*** PROVIDED TEXT ***

RfD - Enhanced local variable syntax (long)

Discussion:

(too old to reply)

Stephen Pelc

2006-08-20 20:53:03 UTC

At long last I've started on my Forth200x tasks. Here's the first
cut of the enhanced local variables using the { ... } notation.

Stephen

RfD - Enhanced local variable syntax
====================================
Stephen Pelc - 20 August 2006

Problem
=======
1) The current LOCALS| ... | notation explicitly forces all locals
to be initialised from the data stack.
2) 1) The current LOCALS| ... | notation defines locals in reverse
order to the normal stack notation.
3) When programming large applications, especially those interfacing
with a host operating system, there is a frequent need for temporary
buffers.
4) Current implementations show that creation and destruction of
local buffers are much faster than using ALLOCATE (14.6.1.0707)
and FREE (14.6.1.1605).

Solution
========
Base version
------------
The following syntax for local arguments and local variables is
proposed. The sequence:
{ ni1 ni2 ... | lv1 lv2 ... -- o1 o2 }
defines local arguments, local variables, and outputs. The local
arguments are automatically initialised from the data stack on
entry, the rightmost being taken from the top of the data stack.
Local arguments and local variables can be referenced by name within
the word during compilation. The output names are dummies to allow
a complete stack comment to be generated.
The items between { and | are local arguments.
The items between | and -- are local variables or buffers.
The items between -- and } are outputs.

Local arguments and variables return their values when referenced,
and must be preceded by TO to perform a store.

Local buffers may be defined in the form:
arr[ <expr> ]
Any name ending in the '[' character will be treated as an buffer,
the expression up to the terminating ']' will be interpreted to
provide the size of the buffer. Local buffers only return their base
address, all operators such as TO generate an ambiguous condition.

In the example below, a and b are local arguments, a+b and a*b are
local variables, and arr[ is a 10 byte local buffer.

: foo { a b | a+b a*b arr[ 10 ] -- }
a b + to a+b
a b * to a*b
cr a+b . a*b .
arr[ 10 erase
s" Hello" arr[ swap cmove
;

Local types
-----------
Some current Forth systems use indicators to define local variables
of sizes other than a cell. It is proposed that any name ending in a
':'
(colon) be reserved for this use.

: foo { a b | F: f1 F: f2 -- c }
...
;

Discussion
==========
The '|' (ASCII 0x7C) character is widely used as the separator
between local arguments and local variables. Other characters
accepted in current Forth implementations are '\' (ASCII 0x5C) and
'Š' (ASCII 0xA6).. Since the ANS standard is defined in terms of
7 bit ASCII, and with regard to internationalistion, we propose only
to consider the '|' and '\' characters further. Only recognition of
the '|' separator is mandatory.

***

YOUR TASK: In the Forth local variable proposal above, reproduce the passage starting at "Local buffers may" and ending at "byte local buffer.".

*** GIVEN RECORDS ***

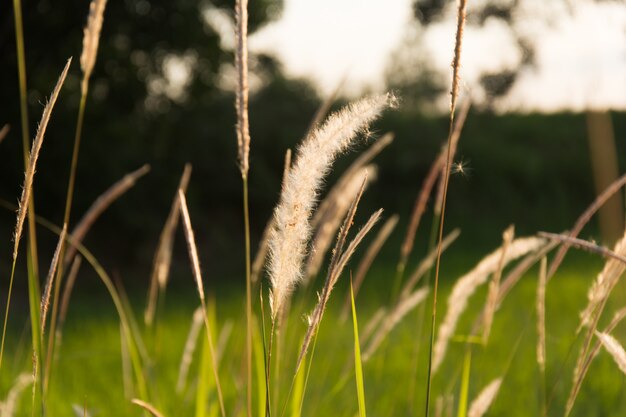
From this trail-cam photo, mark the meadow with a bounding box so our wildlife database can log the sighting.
[0,0,626,417]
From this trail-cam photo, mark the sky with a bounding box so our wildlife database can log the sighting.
[250,0,626,112]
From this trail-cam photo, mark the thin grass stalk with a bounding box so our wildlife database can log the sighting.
[235,0,252,410]
[340,214,400,321]
[425,0,467,417]
[120,324,135,398]
[44,0,106,393]
[396,100,470,277]
[0,124,11,143]
[13,0,40,302]
[54,255,83,346]
[304,165,376,284]
[178,189,226,417]
[0,58,72,376]
[548,174,626,281]
[63,164,150,268]
[537,232,626,264]
[39,224,67,336]
[311,133,394,229]
[130,398,164,417]
[259,281,272,417]
[433,237,545,371]
[143,164,191,327]
[250,149,291,284]
[176,308,204,394]
[537,256,548,415]
[4,203,148,398]
[363,287,428,362]
[595,332,626,374]
[268,94,395,320]
[350,279,366,417]
[570,308,626,412]
[400,228,461,298]
[44,164,150,392]
[294,177,365,374]
[467,378,502,417]
[456,344,472,417]
[0,373,33,417]
[483,225,515,345]
[565,229,626,417]
[10,8,43,415]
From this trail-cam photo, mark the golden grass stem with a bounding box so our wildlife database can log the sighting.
[178,189,226,417]
[482,225,515,345]
[235,0,252,410]
[0,58,72,369]
[39,224,67,336]
[548,174,626,281]
[341,214,399,321]
[0,125,11,143]
[143,164,191,327]
[131,398,164,417]
[425,0,467,417]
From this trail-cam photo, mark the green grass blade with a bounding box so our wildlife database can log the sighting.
[456,346,472,417]
[350,281,365,417]
[252,318,266,417]
[291,352,308,417]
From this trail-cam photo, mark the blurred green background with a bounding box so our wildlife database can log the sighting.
[0,0,626,416]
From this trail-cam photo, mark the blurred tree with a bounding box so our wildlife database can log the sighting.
[0,0,318,276]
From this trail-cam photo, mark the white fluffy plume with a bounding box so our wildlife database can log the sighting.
[268,94,395,318]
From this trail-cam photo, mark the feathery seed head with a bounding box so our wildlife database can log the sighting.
[80,0,107,88]
[268,94,396,318]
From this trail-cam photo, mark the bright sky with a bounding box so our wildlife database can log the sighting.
[250,0,626,111]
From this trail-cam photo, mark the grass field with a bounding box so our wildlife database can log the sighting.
[0,254,626,417]
[0,0,626,417]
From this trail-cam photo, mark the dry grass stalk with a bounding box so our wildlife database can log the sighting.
[120,323,135,398]
[235,0,250,178]
[432,237,545,371]
[548,175,626,281]
[250,149,291,284]
[55,255,83,346]
[400,229,461,298]
[538,232,626,264]
[537,256,548,374]
[63,164,150,266]
[0,125,11,143]
[579,229,626,330]
[483,225,515,345]
[467,378,502,417]
[131,398,163,417]
[268,94,395,319]
[311,133,393,229]
[295,178,382,374]
[450,0,467,117]
[497,241,558,307]
[39,224,67,338]
[433,100,471,216]
[143,164,191,326]
[178,189,226,417]
[596,332,626,374]
[0,373,33,417]
[80,0,107,92]
[305,165,376,280]
[13,58,72,261]
[176,307,203,394]
[341,214,400,320]
[566,308,626,415]
[397,100,469,280]
[362,288,428,362]
[359,307,387,345]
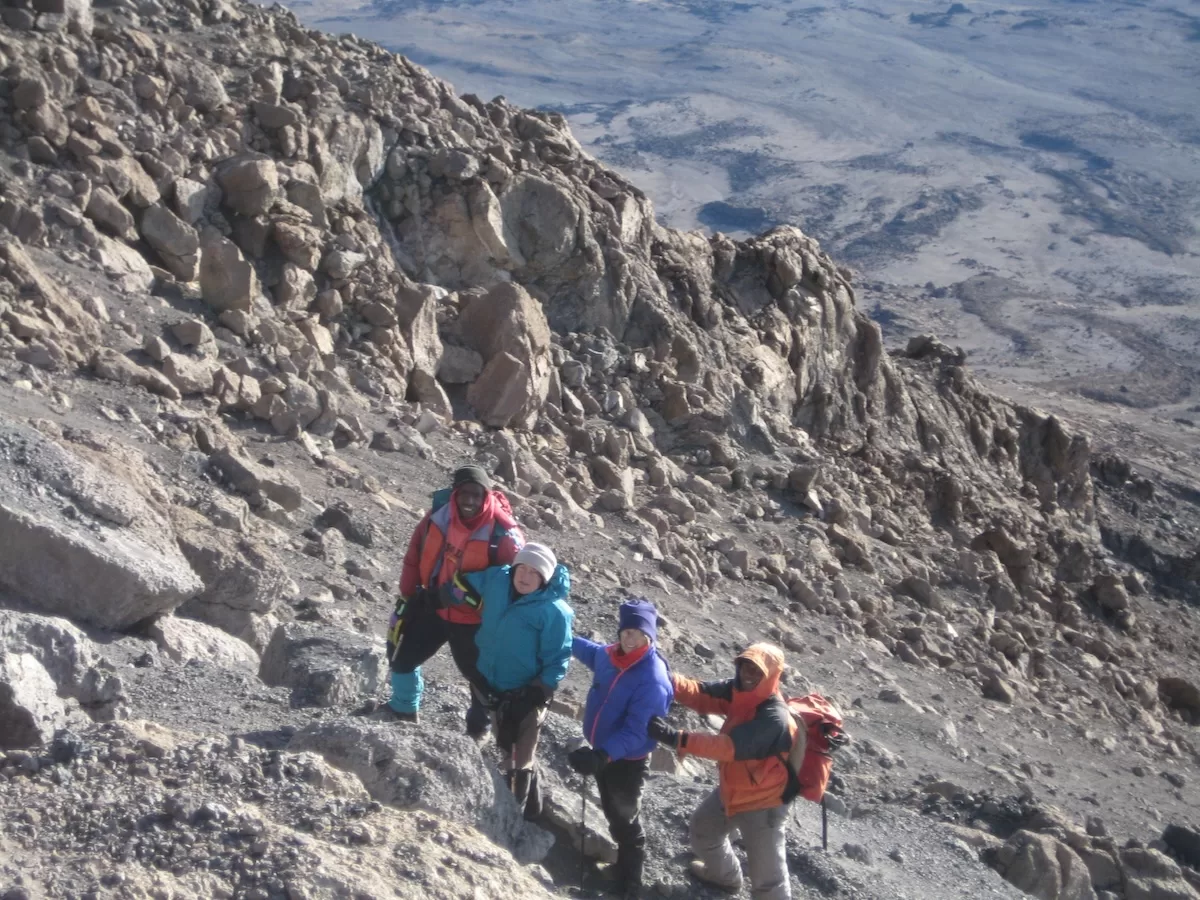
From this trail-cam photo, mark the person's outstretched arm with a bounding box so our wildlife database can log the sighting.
[671,672,733,715]
[678,703,792,762]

***

ANSWER:
Local buffers may be defined in the form:
arr[ <expr> ]
Any name ending in the '[' character will be treated as an buffer,
the expression up to the terminating ']' will be interpreted to
provide the size of the buffer. Local buffers only return their base
address, all operators such as TO generate an ambiguous condition.

In the example below, a and b are local arguments, a+b and a*b are
local variables, and arr[ is a 10 byte local buffer.